— start of SUPPLIED ENTRIES —
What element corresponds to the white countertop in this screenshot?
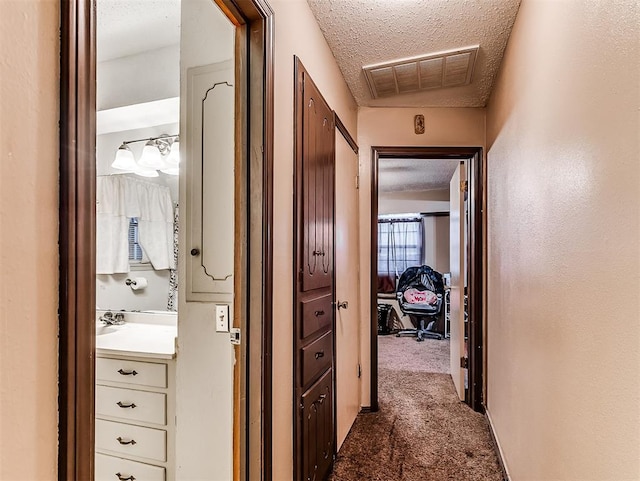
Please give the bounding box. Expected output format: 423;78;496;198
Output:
96;322;177;359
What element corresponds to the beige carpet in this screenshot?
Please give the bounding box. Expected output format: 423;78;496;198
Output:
329;336;502;481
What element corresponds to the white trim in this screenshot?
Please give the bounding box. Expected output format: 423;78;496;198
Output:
484;406;511;481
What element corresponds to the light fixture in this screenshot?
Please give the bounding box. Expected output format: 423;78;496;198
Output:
111;144;138;172
111;135;180;177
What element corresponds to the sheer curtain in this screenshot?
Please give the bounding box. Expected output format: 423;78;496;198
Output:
378;216;423;286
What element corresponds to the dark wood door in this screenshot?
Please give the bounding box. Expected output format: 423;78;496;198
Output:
294;58;335;481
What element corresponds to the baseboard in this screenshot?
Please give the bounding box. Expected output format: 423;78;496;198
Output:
484;406;511;481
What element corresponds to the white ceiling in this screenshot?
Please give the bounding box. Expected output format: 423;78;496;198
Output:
378;159;460;194
96;0;180;62
307;0;520;107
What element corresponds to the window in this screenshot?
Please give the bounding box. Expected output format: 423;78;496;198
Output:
129;217;142;262
378;214;423;278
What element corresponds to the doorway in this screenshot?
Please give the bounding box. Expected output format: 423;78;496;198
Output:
58;0;273;481
370;147;484;412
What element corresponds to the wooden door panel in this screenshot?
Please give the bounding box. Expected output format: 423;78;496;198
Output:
299;295;333;342
293;61;335;481
301;77;333;291
300;369;333;481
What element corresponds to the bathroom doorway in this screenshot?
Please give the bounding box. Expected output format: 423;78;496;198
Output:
59;0;272;480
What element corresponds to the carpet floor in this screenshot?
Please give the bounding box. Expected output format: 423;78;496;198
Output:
329;336;503;481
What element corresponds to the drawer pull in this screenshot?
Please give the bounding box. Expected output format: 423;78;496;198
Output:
116;473;136;481
116;436;138;446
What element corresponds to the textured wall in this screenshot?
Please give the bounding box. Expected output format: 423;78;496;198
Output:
487;0;640;481
0;0;59;481
269;0;356;481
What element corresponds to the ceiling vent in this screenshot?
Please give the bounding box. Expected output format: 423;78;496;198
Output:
362;45;480;99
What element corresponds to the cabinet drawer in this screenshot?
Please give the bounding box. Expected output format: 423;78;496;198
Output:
95;454;165;481
300;294;333;339
96;357;167;388
300;331;333;386
96;386;167;425
96;419;167;461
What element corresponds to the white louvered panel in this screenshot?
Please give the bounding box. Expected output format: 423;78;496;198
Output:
394;62;420;93
420;58;443;90
444;53;471;87
362;45;480;98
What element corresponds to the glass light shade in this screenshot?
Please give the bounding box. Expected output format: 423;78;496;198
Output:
165;137;180;166
111;144;138;172
138;140;164;169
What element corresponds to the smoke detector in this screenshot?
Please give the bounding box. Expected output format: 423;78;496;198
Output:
362;45;480;99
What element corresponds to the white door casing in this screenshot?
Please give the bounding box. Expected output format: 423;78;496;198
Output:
449;162;466;400
335;133;360;449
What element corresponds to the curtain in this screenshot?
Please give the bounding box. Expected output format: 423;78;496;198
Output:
96;175;175;274
378;217;423;279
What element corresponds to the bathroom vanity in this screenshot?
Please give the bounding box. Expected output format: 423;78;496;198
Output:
95;313;176;481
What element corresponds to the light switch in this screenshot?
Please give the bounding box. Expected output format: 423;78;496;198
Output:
216;305;229;332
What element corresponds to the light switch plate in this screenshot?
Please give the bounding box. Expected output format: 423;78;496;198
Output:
216;304;229;332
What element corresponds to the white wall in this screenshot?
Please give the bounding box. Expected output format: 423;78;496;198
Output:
176;0;234;481
422;215;449;274
358;107;485;406
96;44;180;110
487;0;640;481
269;0;357;481
0;0;60;481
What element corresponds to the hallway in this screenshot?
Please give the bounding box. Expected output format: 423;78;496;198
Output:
330;336;503;481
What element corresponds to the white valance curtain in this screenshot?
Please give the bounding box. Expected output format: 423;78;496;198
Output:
378;216;423;279
96;175;175;274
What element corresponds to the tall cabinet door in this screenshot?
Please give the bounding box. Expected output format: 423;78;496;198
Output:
294;59;335;481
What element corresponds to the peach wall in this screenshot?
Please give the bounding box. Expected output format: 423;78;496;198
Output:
487;0;640;481
269;0;357;481
358;107;485;406
0;0;59;481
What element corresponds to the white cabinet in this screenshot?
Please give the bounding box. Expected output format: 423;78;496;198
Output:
95;355;175;481
181;61;236;303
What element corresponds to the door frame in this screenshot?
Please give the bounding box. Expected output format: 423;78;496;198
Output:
58;0;274;481
370;146;486;412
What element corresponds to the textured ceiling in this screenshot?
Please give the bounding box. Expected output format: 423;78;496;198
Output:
378;159;459;193
307;0;520;107
96;0;180;62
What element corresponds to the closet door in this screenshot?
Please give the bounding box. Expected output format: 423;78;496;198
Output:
294;59;335;481
182;61;235;303
300;75;335;291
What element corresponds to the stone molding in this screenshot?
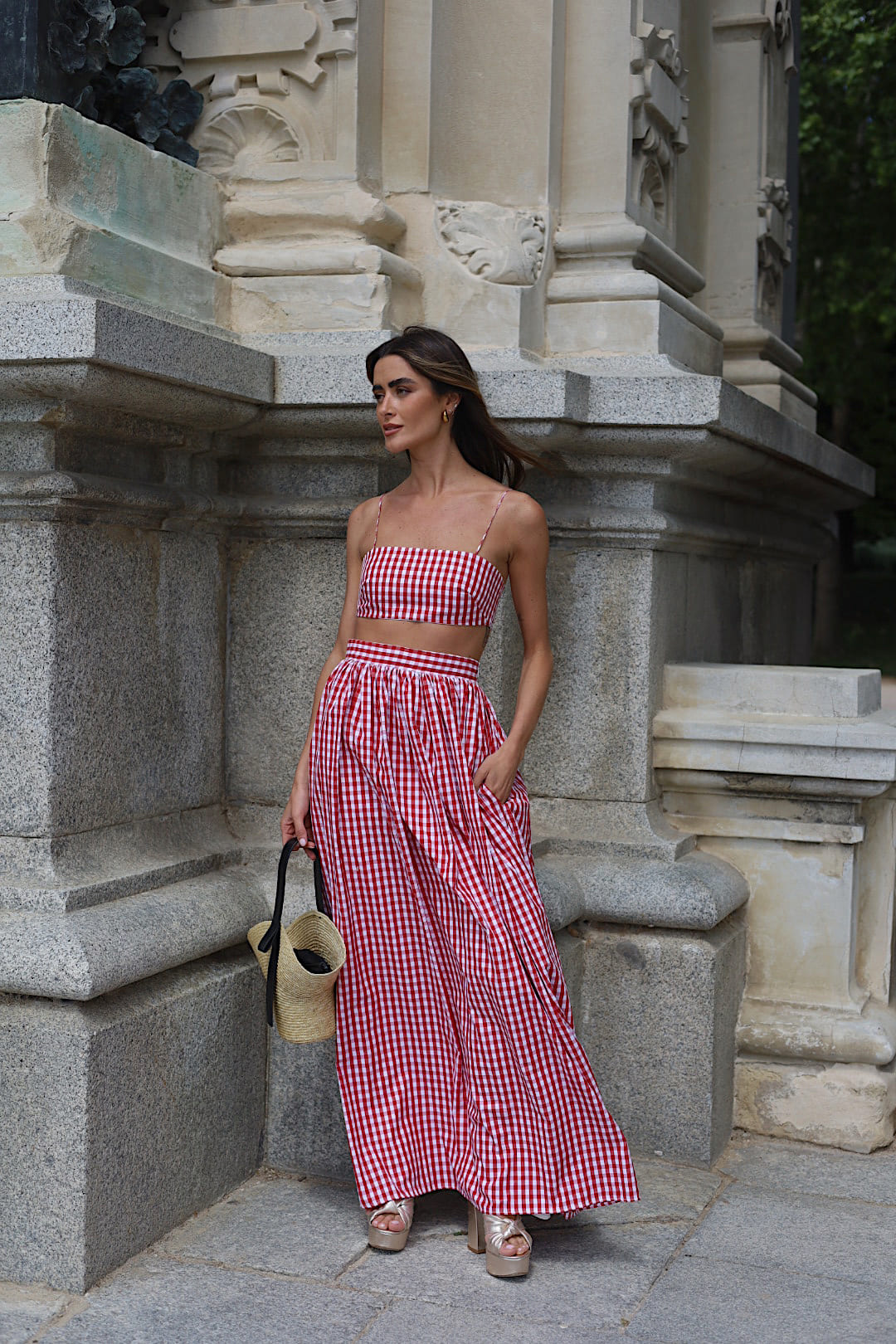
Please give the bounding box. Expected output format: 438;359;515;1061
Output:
436;200;547;285
630;4;688;238
144;0;358;124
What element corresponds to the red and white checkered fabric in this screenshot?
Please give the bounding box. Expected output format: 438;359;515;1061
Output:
358;546;504;625
310;640;638;1215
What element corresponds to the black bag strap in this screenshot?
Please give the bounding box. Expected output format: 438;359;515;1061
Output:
258;836;334;1027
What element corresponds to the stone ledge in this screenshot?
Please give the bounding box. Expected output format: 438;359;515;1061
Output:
534;850;750;932
0;275;274;403
0;277;873;516
0;864;273;1000
738;997;896;1067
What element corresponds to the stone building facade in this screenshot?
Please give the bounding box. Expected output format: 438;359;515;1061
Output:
0;0;896;1290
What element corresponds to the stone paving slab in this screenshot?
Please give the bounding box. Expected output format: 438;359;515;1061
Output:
0;1283;69;1344
37;1254;384;1344
338;1222;689;1331
623;1254;896;1344
688;1186;896;1289
357;1301;623;1344
0;1136;896;1344
154;1176;367;1279
716;1134;896;1205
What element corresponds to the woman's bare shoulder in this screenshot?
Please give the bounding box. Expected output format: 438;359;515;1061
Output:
345;494;380;550
501;490;547;529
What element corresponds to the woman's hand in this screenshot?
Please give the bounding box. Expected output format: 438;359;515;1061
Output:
473;738;523;804
285;758;317;859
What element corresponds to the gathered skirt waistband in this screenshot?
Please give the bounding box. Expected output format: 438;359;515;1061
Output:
345;640;480;681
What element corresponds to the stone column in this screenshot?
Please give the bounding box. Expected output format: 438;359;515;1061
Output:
144;0;421;336
655;664;896;1152
707;0;816;429
547;0;720;373
384;0;566;351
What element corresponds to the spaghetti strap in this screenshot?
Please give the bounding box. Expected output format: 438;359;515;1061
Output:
475;490;506;555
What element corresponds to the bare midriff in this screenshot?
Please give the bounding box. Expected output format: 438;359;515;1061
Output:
354;616;489;659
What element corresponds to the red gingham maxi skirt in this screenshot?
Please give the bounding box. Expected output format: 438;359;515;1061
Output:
310;640;638;1215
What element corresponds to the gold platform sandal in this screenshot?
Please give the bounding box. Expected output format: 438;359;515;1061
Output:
367;1199;414;1251
466;1205;532;1278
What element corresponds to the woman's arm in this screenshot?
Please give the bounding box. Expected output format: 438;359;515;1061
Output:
473;494;553;802
280;500;376;858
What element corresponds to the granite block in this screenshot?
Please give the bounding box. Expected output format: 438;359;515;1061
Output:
0;521;56;835
0;950;267;1292
47;525;224;832
716;1133;896;1205
42;1255;382;1344
156;1175;367;1279
688;1183;896;1289
625;1254;896;1344
523;543;655;800
340;1223;688;1335
0;864;273;999
265;1032;354;1183
577;914;746;1164
226;539;345;811
0;1283;69;1344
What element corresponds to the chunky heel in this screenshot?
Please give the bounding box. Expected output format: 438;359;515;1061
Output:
466;1205;532;1278
466;1205;485;1255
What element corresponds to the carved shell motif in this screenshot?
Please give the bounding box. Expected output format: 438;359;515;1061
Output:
436;200;547;285
196;105;304;178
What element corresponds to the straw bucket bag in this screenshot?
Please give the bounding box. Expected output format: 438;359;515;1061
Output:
246;839;345;1043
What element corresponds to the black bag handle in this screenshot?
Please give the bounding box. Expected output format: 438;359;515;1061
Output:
258;836;334;1027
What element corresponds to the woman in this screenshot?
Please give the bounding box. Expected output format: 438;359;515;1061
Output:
280;327;638;1277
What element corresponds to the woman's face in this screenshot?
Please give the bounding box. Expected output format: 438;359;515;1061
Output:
373;355;460;453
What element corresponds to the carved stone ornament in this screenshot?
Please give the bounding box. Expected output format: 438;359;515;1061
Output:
144;0;358;180
757;178;791;327
766;0;796;74
436;200;547;285
630;23;688;231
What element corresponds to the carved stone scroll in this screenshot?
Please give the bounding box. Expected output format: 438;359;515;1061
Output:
436;200;547;285
630;23;688;234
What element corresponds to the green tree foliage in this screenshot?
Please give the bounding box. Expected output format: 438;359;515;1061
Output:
798;0;896;540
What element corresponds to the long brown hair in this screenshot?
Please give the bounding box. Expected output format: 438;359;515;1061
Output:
367;327;538;489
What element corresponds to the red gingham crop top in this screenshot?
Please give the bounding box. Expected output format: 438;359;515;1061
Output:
356;490;506;625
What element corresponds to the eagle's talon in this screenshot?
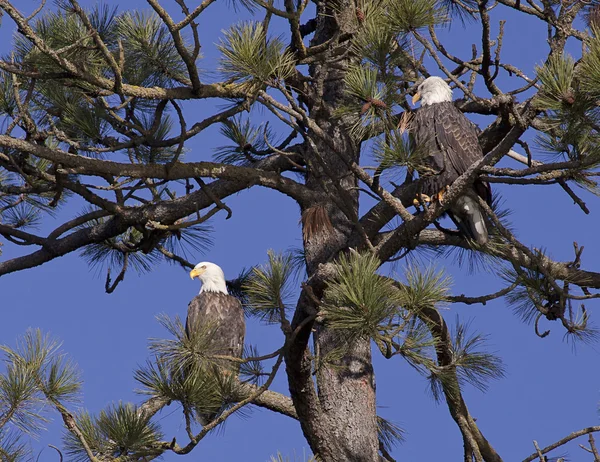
— end of SUPPLIED ENTRIES —
* _SET PROBLEM_: From the records above, gather every line that holds the word "drawer", copying each one in full.

* _ANSWER FOR THE TASK_:
What element corresponds to the drawer pull in this screenshot?
What element corresponds to the cabinet drawer in this screenshot?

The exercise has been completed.